(Part of a data file)
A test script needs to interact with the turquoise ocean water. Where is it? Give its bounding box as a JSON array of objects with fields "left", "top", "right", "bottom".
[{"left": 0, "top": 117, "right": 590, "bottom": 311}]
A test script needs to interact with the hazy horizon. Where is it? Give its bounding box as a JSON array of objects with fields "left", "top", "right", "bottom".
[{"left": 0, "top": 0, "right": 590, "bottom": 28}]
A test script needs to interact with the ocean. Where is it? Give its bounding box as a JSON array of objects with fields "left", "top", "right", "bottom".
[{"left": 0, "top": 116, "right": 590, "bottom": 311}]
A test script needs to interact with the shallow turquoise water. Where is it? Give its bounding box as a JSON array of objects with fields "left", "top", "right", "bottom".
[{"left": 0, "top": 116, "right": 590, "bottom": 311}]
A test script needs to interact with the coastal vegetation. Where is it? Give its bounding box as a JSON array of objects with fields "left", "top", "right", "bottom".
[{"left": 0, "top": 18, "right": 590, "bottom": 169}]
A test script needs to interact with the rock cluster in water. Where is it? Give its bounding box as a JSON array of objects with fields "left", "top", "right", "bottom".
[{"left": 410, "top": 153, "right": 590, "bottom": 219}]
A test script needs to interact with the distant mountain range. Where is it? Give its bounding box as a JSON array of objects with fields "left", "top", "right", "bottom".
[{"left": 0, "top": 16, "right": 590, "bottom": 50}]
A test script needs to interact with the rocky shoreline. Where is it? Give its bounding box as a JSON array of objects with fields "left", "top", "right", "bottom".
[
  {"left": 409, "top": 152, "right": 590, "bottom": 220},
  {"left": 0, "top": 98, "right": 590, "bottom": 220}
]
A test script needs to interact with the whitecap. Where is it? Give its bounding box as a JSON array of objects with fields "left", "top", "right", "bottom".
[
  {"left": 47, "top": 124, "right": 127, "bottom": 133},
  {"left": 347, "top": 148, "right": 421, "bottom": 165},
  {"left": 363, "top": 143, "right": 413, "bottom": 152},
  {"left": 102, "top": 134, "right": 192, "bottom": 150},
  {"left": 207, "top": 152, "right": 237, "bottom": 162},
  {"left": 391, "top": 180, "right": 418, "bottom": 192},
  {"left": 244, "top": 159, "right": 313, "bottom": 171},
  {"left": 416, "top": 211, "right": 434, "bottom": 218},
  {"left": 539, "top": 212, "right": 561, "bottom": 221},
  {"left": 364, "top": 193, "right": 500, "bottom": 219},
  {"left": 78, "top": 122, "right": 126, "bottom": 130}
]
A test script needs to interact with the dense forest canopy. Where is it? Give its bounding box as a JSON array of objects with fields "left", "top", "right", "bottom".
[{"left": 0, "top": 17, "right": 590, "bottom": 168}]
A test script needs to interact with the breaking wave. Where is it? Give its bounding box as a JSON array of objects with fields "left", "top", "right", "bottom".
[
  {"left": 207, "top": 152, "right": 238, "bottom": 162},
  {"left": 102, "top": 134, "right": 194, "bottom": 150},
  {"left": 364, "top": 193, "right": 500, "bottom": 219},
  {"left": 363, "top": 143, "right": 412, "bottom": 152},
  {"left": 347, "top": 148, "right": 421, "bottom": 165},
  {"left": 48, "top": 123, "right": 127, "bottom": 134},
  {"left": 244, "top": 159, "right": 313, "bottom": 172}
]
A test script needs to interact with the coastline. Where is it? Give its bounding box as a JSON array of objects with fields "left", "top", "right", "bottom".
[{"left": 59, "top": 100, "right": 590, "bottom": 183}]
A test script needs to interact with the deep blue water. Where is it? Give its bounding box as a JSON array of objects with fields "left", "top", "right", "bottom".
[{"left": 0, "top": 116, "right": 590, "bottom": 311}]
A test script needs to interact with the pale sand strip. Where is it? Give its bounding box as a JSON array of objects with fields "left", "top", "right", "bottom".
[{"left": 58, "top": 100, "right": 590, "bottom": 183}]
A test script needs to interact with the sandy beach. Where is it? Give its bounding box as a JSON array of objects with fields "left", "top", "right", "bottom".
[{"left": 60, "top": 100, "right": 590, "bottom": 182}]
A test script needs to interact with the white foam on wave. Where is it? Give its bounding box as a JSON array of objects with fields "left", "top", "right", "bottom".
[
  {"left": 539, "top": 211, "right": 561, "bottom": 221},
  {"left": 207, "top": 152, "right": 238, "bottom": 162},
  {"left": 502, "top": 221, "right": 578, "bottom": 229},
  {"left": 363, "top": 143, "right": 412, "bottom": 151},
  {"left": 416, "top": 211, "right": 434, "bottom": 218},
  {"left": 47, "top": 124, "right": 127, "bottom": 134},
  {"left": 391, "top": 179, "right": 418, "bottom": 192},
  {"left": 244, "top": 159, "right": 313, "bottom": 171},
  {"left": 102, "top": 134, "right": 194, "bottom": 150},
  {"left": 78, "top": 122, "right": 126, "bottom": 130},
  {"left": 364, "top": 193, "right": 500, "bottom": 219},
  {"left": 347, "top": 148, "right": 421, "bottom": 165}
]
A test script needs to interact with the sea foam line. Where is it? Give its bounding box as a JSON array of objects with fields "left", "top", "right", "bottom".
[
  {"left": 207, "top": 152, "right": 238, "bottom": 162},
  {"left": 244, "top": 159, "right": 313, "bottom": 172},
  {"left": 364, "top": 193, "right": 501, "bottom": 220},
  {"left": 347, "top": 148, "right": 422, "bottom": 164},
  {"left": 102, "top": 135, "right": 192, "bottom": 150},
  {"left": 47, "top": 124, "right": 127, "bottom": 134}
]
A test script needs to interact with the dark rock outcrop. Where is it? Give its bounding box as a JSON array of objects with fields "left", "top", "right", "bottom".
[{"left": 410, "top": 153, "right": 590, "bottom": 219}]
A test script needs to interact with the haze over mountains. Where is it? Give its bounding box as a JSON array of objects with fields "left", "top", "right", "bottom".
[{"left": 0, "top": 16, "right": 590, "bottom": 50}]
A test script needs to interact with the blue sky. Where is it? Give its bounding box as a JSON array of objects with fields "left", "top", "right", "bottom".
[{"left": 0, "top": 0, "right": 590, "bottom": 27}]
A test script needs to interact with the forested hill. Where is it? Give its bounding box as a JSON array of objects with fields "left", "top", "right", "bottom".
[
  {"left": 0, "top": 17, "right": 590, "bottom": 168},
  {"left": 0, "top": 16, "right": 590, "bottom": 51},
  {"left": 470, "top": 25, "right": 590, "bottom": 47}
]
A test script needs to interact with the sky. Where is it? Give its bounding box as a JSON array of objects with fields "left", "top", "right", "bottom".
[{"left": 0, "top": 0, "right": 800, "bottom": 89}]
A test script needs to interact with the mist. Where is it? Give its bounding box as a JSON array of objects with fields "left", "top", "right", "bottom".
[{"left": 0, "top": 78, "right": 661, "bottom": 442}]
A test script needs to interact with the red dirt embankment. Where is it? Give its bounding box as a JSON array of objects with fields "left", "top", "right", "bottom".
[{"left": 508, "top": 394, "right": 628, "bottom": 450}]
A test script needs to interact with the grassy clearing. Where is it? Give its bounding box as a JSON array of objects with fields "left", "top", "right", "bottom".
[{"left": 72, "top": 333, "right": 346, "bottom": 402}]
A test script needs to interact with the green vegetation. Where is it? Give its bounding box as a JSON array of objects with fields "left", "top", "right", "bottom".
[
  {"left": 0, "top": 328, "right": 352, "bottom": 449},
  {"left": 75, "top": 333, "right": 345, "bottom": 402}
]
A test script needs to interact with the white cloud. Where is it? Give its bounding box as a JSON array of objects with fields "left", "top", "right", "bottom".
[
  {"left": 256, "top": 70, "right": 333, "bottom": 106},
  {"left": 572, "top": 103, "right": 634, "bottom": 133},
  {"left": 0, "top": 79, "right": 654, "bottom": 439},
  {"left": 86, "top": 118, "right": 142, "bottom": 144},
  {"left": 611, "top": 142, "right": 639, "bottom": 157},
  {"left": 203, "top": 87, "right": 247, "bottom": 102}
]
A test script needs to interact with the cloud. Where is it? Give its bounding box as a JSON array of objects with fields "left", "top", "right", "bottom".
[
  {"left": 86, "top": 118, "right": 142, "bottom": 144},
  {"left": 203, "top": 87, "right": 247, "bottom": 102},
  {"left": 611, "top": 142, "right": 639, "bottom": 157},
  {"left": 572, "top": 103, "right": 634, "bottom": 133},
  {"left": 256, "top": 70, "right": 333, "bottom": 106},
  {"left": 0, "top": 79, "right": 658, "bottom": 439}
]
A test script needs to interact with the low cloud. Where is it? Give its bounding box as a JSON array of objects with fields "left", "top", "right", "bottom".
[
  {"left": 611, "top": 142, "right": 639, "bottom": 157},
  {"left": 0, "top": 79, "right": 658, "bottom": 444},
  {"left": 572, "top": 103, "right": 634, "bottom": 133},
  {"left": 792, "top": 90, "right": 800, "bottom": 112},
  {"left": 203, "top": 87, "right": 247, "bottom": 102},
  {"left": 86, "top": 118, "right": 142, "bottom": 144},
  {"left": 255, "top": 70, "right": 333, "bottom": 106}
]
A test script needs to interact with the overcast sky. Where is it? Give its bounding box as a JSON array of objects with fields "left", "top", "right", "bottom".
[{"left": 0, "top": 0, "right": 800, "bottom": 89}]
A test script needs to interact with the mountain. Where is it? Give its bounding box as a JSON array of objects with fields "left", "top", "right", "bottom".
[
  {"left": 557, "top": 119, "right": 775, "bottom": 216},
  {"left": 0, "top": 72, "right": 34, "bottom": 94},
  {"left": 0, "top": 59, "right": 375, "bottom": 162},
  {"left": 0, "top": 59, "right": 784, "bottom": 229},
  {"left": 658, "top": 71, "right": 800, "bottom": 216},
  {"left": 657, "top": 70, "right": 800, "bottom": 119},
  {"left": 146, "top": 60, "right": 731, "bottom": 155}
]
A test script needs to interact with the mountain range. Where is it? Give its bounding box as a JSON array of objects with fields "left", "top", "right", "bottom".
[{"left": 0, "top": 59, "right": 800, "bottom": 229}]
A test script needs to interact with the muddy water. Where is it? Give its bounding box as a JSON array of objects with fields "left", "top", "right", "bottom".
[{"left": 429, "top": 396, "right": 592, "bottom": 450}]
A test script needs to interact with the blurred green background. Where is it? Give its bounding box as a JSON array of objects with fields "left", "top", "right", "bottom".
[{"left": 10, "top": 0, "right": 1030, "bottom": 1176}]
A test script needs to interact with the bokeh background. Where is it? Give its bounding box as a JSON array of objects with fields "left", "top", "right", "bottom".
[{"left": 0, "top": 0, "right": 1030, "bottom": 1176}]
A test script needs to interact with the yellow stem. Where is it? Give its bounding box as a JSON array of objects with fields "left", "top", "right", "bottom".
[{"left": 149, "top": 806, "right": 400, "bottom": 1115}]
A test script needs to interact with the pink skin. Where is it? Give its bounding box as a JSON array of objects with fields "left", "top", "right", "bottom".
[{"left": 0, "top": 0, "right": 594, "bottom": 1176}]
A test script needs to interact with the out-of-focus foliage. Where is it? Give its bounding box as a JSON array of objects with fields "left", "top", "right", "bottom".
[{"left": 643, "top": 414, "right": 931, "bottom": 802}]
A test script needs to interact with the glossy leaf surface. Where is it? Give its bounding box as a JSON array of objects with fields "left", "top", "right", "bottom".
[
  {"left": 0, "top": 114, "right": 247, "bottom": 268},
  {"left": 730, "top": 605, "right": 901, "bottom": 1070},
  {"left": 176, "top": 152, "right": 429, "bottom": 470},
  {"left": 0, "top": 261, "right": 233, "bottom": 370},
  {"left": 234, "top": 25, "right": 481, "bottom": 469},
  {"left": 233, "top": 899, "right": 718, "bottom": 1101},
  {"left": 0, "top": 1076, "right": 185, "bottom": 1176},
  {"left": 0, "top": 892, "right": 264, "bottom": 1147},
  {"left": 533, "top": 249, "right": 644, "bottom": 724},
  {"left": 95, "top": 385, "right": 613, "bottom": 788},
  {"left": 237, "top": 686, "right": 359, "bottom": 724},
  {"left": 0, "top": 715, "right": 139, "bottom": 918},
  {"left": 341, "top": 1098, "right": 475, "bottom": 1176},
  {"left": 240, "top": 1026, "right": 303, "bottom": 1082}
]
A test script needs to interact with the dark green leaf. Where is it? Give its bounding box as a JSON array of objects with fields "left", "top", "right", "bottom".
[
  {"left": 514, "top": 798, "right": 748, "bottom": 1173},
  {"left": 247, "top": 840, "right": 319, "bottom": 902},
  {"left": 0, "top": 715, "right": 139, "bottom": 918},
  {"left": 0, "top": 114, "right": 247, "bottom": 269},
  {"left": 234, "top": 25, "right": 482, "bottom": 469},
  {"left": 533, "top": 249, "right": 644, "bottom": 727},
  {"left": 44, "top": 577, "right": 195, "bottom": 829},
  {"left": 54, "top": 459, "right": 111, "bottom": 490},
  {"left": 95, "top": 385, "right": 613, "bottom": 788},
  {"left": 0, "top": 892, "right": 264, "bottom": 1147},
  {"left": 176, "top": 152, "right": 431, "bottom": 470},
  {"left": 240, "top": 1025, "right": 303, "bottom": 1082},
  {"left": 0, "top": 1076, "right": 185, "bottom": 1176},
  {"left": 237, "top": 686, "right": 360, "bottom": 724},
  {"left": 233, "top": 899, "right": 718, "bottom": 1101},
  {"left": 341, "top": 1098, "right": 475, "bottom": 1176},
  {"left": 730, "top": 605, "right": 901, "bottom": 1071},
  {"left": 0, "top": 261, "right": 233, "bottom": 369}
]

Exercise: Select every line in the listing above that contains the string "foam".

Solution for this problem:
A test script needs to interact with the white foam on wave. Where is it? Give its bounding box as a JSON array of objects with fields "left", "top", "right", "bottom".
A test script needs to interact with the sea foam line. Where is it? Give its bounding box as a JSON array of objects with fields "left", "top", "right", "bottom".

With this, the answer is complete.